▶ Consigne: Reprenez l'article sur la loi anti-squat belge et les conventions d'occupation, et prolongez-le à partir de sa dernière phrase.

▶ Extrait du document:
Comment le capitalisme récupère des squats pour organiser le marché de la misère : l’exemple belge

Le Poing Publié le 15 décembre 2017 à 17:57 (mis à jour le 28 février 2019 à 20:29)

Cet article émerge d’une réflexion menée à plusieurs, face à la nouvelle loi Anti-squat chez nos copainEs de Belgique. Des rencontres ont lieu actuellement entre certainEs membres d’ASBL (association à but non-lucratif) et certainEs membres de squats et occupations politiques organiséEs de Bruxelles . Nous proposons ici une analyse partielle et partiale de ce que nous avons compris, glané, digéré d’une de ces rencontres à laquelle nous avons assisté.

Convention et loi antisquat : quézaco ?

La convention d’occupation ou bail précaire est un accord passé entre un.e propriétaire – privé ou public – d’un bâtiment et un ou plusieurs occupant.e.s, représenté.e.s ou non par une association. Cet accord règle les conditions que le ou la propriétaire fixe aux occupant.e.s pour leur maintien dans le bâtiment : loyer, paiement des charges et taxes, travaux, accueil public, durée du préavis, … Occupant.e.s et propriétaires peuvent mettre fin au bail sans raison particulière.

La nouvelle loi anti-squat belge, adoptée à la mi-novembre 2017, modifie la manière dont est traitée l’occupation d’un lieu sans convention. Ce traitement était avant cette loi à peu de choses près le même qu’en France. Depuis cette loi :

  • l’expulsion peut être décidée et mise à exécution en 8 jours sans passer par un juge (le/la procureur.e a les mains libres pour agir seul.e) ;
  • un délai maximal avant l’expulsion est fixé : 1 mois pour le bâti privé et 6 mois pour le bâti public,
  • les personnes impliquées risquent jusqu’à 1 an de prison (le squat relève du pénal et non plus du civil).

Vers la normalisation du marché du logement miséreux

En Belgique, une taxe sur la vacance immobilière oblige le propriétaire d’un logement vacant depuis au moins 1 an à payer 500€/m² de façade/mois.
La taxe est appliquée et est une réelle incitation à trouver des solutions alternatives à la vacance. C’est pour ça que les conventions d’occupation sont si présentes chez nos copainEs, les propriétaires trouvant là un moyen d’échapper à l’impôt. Une taxe sur la vacance existe en France depuis 1999, actualisée en 2013, mais n’est pratiquement pas utilisée – moins de 88 000 logements vacants taxés/1 846 000 logements vacants, chiffre en diminution – les moyens d’y échapper étant très nombreux.

Dans le cadre d’une convention d’occupation, les normes réglementaires ne sont plus les mêmes que dans le marché locatif classique : la charge de la sécurité et de la salubrité passe aux occupant.e.s et les travaux réalisés à l’intérieur des bâtiments se font au bénéfice du propriétaire qui négocie souvent ces travaux en échange de l’occupation. Quintuple bénéfice pour elleux puisque non content.e de toucher de l’argent, iels gagnent des travaux, iels échappent à la taxe sur la vacance immobilière, iels touchent des primes de mises à disposition du bâtiment dans un but « social », et iels gagnent une image publique positive.

▶ Données brutes:
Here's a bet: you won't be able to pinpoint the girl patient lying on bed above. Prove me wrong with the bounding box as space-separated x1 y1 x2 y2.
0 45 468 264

▶ Réponse:
Une convention de sous-occupation peut-être signée par les bénéficiaires de la convention d’occupation. Puis une convention de sous-sous-occupation, etc. Encore un nouvel épisode de la guerre des pauvres entre elleux pour grappiller les miettes du capitalisme « dans un cadre contractuel bien sûr ».

Les différents structures gestionnaires du business du sommeil en Belgique

Lieux conventionnés (plein de petits lieux souvent vétustes qui peuvent durer plusieurs années) : anciens squats ayant fait le choix de négocier sans intermédiaires avec les propriétaires ou leurs ayant droits une convention d’occupation/bail précaire qui fixe la date de départ du bâtiment et la participation aux frais (charges/assufrance/travaux). Les moyens économiques sont généralement les mêmes que ceux des squats.

ASBL d’expertise (exemples belges :123 Wohningen – la Maison à Bruxelles) : parfois fondées autour d’un ancien squat, souvent à partir d’un lieu conventionné, ayant fait le choix de négocier à travers une association pour proposer au propriétaire ou ses ayant droits un interlocuteur.trice unique. Ces ASBL se donnent parfois pour mission de soutenir l’émergence d’autres ASBL indépendantes ou de proposer leur expertise (juridique/comptable/organisationnelle) à des squatteur.euse.s qui souhaitent devenir des lieux conventionnés ou qui ont un besoin de soutien spécifique.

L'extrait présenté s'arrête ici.